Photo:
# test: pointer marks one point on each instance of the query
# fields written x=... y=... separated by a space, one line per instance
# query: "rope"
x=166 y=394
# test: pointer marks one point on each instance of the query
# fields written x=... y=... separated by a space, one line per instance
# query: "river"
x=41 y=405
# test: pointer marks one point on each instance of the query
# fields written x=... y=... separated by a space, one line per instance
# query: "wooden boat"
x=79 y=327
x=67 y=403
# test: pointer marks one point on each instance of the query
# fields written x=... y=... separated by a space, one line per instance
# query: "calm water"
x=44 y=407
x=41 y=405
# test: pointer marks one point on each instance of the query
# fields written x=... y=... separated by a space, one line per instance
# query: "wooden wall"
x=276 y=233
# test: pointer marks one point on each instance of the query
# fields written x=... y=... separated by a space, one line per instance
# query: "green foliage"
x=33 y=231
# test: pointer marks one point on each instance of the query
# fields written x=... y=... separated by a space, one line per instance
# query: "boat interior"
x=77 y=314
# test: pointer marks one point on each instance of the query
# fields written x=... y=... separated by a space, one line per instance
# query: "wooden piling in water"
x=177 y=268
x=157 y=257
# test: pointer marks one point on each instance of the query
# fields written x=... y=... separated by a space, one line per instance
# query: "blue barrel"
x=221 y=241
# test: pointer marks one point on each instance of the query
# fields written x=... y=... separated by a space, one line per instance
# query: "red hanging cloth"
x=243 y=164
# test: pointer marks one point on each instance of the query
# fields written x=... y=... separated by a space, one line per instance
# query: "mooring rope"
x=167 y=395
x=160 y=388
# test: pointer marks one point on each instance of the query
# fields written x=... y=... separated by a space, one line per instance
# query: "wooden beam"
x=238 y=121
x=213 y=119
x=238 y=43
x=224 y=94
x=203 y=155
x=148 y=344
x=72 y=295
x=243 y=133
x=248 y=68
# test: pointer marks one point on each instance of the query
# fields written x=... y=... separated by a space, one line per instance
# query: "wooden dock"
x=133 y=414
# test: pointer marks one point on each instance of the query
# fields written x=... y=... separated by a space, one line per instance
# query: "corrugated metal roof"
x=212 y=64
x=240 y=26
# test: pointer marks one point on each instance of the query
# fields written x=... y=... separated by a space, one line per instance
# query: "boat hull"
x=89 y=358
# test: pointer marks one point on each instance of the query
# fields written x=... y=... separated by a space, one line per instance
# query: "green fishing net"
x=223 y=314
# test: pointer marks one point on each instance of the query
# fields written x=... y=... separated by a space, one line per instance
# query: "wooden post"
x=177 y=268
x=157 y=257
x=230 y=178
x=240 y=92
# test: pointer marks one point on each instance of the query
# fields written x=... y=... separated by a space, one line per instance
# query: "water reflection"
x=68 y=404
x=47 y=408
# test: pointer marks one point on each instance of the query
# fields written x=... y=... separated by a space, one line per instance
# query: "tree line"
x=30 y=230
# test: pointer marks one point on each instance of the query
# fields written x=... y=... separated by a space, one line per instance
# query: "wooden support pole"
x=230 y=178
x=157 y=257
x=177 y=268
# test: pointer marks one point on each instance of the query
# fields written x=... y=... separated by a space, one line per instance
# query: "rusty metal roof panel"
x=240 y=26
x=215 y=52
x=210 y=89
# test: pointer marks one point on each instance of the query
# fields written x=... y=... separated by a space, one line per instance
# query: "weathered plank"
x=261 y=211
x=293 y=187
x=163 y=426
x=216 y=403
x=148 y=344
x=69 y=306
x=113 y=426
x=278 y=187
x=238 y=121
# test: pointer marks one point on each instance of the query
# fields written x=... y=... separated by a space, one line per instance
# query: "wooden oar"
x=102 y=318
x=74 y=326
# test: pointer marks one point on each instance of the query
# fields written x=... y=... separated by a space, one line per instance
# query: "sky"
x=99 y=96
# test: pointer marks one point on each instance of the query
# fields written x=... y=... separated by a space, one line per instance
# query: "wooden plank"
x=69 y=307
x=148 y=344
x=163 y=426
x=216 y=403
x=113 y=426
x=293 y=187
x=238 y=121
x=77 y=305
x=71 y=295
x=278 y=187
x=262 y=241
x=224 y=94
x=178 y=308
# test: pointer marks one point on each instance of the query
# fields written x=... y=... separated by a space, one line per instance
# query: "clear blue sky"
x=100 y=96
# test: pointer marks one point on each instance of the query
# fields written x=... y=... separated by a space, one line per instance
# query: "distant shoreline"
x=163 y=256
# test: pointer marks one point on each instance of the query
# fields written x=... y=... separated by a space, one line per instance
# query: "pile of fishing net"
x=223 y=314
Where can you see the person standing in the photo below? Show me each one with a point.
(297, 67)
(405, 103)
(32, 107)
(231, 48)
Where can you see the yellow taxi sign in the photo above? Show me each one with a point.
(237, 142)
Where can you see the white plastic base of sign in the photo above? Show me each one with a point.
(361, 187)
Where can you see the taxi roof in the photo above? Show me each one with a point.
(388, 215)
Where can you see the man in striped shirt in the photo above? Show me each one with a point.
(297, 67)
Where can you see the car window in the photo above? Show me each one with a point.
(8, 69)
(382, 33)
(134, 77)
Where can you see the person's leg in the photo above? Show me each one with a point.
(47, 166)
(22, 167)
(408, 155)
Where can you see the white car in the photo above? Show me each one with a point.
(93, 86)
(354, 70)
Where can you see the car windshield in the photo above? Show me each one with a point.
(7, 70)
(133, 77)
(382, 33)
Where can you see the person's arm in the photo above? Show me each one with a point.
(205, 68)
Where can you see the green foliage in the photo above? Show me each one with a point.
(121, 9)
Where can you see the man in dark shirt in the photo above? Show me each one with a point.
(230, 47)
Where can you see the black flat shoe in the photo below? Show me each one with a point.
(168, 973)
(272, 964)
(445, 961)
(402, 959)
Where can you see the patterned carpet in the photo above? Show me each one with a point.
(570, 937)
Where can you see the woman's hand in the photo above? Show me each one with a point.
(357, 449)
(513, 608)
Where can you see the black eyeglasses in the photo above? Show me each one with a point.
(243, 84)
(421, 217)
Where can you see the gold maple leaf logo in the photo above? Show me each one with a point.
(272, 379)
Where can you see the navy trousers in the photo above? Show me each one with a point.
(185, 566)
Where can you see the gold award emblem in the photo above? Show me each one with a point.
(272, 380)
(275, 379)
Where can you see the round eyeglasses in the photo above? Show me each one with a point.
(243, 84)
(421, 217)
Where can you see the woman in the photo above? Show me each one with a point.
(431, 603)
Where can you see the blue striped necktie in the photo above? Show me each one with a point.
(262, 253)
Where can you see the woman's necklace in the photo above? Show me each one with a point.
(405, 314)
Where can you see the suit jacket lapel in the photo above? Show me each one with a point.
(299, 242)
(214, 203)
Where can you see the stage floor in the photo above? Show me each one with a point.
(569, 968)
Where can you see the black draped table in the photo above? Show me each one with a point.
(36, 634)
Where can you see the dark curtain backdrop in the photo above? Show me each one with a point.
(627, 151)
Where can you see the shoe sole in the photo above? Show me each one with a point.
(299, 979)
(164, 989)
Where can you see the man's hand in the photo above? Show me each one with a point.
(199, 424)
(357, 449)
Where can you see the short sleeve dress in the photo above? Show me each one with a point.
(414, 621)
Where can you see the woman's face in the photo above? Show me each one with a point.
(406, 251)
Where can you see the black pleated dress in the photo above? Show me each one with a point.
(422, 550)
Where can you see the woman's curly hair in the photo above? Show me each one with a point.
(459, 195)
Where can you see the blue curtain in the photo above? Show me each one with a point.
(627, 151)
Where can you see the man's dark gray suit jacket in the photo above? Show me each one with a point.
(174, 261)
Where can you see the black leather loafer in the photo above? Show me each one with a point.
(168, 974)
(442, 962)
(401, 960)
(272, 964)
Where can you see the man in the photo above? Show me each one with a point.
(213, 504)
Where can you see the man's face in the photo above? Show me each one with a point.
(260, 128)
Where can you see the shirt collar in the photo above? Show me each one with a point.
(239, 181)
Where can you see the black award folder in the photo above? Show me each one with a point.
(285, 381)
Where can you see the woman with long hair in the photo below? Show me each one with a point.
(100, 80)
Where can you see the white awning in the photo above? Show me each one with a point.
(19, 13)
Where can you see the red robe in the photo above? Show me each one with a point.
=-=-=
* Task prompt: Copy exactly, and only, the lines from the one containing "Where can you see the black leather" through the last line of the listing.

* Result of the task:
Where can you see the black leather loafer in the photo above? Show me each one with a point.
(168, 974)
(442, 962)
(401, 960)
(272, 964)
Where can you see the man in the photo above? Show me each one with a point.
(213, 504)
Where can you see the man's face in the photo above? Show me each one with a point.
(260, 128)
Where can you see the shirt collar in the photo above? Show me each one with a point.
(239, 181)
Where can you see the black award folder in the photo above? Show me each one with a point.
(285, 381)
Where can you see the woman with long hair in the photo below? Show me each one with a point.
(100, 80)
Where can you see the white awning in the photo above? Show me each one with a point.
(19, 13)
Where can you see the red robe in the photo above? Show me each one with a point.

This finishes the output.